#### YOUR OBJECTIVE:
Give only the lines from the one containing "Please give the outline of every instance of the bokeh" through the end of the material below, exactly as written.

##### SOURCE RECORDS #####

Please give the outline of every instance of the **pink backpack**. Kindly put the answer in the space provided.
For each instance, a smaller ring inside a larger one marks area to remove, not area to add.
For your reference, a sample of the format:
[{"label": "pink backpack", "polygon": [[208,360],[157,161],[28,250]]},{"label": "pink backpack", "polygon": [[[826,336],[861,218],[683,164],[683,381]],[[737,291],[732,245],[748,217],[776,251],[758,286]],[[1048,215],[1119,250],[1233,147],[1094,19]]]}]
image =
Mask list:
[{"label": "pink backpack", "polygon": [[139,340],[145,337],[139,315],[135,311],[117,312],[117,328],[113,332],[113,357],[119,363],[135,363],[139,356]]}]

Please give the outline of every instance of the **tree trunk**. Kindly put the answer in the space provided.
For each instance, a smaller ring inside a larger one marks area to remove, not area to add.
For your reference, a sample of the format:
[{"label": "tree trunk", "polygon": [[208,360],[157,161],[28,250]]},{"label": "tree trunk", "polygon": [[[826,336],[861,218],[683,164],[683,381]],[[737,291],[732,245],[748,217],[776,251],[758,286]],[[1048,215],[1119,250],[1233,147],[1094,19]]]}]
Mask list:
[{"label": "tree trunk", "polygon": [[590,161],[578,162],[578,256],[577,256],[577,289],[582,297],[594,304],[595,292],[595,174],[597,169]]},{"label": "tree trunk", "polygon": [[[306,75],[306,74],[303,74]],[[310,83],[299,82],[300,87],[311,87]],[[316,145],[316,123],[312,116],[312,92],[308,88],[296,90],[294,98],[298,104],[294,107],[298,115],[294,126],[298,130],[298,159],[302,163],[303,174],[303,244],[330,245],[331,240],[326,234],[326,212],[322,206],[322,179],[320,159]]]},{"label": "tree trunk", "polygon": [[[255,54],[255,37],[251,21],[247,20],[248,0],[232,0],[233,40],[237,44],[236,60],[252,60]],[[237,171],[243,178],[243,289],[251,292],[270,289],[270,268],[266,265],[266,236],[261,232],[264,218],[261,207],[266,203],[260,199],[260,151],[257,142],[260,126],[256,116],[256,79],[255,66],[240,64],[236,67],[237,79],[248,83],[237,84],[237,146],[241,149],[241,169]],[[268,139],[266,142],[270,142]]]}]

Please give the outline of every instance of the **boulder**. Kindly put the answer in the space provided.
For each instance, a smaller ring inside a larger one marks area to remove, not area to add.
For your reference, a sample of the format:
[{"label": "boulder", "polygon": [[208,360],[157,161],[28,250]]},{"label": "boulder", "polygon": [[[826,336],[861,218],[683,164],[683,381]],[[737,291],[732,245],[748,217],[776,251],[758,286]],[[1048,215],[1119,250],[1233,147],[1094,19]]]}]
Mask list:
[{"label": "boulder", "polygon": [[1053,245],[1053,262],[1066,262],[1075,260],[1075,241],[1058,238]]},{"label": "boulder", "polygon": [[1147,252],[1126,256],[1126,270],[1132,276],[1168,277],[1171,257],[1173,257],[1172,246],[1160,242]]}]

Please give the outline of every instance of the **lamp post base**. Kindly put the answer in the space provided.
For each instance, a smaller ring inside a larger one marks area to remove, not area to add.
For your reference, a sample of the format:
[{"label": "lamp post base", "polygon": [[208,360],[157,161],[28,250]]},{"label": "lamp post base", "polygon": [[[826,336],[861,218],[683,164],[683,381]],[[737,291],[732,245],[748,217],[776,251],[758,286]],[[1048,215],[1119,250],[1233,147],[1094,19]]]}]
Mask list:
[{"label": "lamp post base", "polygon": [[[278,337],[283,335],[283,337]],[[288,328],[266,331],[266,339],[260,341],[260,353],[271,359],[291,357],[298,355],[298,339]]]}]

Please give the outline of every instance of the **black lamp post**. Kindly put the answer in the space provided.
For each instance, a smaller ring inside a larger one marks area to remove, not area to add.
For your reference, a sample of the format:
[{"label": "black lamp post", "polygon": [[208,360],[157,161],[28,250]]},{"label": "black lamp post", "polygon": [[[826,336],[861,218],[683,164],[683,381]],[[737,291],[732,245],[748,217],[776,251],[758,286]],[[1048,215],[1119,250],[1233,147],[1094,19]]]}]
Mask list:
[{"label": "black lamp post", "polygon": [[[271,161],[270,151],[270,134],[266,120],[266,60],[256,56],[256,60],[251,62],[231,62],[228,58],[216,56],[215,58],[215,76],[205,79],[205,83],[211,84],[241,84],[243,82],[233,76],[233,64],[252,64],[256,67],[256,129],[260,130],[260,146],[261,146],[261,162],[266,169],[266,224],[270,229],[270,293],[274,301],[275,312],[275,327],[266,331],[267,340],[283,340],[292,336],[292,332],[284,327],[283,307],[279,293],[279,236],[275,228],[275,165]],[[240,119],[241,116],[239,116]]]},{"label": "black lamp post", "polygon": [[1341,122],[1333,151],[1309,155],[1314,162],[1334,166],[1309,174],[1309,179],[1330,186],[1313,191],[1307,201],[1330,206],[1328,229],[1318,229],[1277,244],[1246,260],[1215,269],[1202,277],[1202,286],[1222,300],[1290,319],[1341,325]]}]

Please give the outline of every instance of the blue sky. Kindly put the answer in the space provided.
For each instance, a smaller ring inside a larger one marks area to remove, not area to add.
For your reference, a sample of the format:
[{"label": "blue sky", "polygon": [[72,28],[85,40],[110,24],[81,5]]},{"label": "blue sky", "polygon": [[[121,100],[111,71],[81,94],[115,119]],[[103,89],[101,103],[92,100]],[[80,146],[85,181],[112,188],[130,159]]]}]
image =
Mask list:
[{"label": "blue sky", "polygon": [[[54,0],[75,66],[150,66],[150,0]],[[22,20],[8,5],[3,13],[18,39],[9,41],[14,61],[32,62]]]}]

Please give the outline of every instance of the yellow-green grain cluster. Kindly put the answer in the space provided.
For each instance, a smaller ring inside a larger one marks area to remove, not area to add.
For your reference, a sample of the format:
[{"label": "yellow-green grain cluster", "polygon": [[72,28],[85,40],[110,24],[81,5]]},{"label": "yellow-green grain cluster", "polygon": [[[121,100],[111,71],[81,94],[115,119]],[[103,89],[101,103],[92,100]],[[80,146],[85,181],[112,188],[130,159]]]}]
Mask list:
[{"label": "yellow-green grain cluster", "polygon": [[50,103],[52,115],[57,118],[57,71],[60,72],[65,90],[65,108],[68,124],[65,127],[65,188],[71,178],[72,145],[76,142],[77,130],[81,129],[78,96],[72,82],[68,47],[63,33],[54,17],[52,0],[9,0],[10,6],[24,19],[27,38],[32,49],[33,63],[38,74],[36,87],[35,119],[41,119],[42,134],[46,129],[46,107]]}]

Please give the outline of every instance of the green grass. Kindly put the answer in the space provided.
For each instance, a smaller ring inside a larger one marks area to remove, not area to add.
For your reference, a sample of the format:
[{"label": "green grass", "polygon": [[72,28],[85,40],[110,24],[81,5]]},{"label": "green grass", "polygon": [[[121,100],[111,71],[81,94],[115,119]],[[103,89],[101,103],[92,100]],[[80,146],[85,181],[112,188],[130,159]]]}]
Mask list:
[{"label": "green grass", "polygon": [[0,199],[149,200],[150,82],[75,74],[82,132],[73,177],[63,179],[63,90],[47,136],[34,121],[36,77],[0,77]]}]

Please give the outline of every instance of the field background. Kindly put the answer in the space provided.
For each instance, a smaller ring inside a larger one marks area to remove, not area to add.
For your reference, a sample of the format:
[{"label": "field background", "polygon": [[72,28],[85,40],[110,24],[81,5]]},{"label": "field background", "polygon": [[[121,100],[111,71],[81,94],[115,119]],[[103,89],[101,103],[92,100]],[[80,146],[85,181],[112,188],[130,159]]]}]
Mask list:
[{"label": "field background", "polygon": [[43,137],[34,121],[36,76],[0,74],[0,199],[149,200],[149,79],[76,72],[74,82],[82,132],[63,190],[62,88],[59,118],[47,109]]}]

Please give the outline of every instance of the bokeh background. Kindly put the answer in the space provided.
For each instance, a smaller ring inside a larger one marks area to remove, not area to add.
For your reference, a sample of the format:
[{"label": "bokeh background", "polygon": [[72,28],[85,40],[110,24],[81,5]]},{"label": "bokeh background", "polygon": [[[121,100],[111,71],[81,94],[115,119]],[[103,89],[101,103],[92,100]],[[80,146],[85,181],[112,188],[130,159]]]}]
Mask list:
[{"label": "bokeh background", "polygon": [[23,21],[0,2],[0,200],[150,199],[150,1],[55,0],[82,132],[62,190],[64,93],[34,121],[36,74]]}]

#####

#### RESULT FOR THIS EXERCISE:
Please give the outline of every instance of the bokeh background. Kindly put the answer in the space provided.
For each instance, a smaller ring inside a larger one marks area to remove, not area to add.
For your reference, a sample of the format:
[{"label": "bokeh background", "polygon": [[72,28],[85,40],[110,24],[81,5]]},{"label": "bokeh background", "polygon": [[[121,100],[111,71],[81,94],[115,119]],[[103,89],[101,103],[92,100]],[[80,146],[85,181],[112,188],[130,159]]]}]
Mask list:
[{"label": "bokeh background", "polygon": [[23,21],[0,2],[0,200],[150,199],[150,1],[55,0],[82,132],[62,190],[64,93],[34,121],[36,74]]}]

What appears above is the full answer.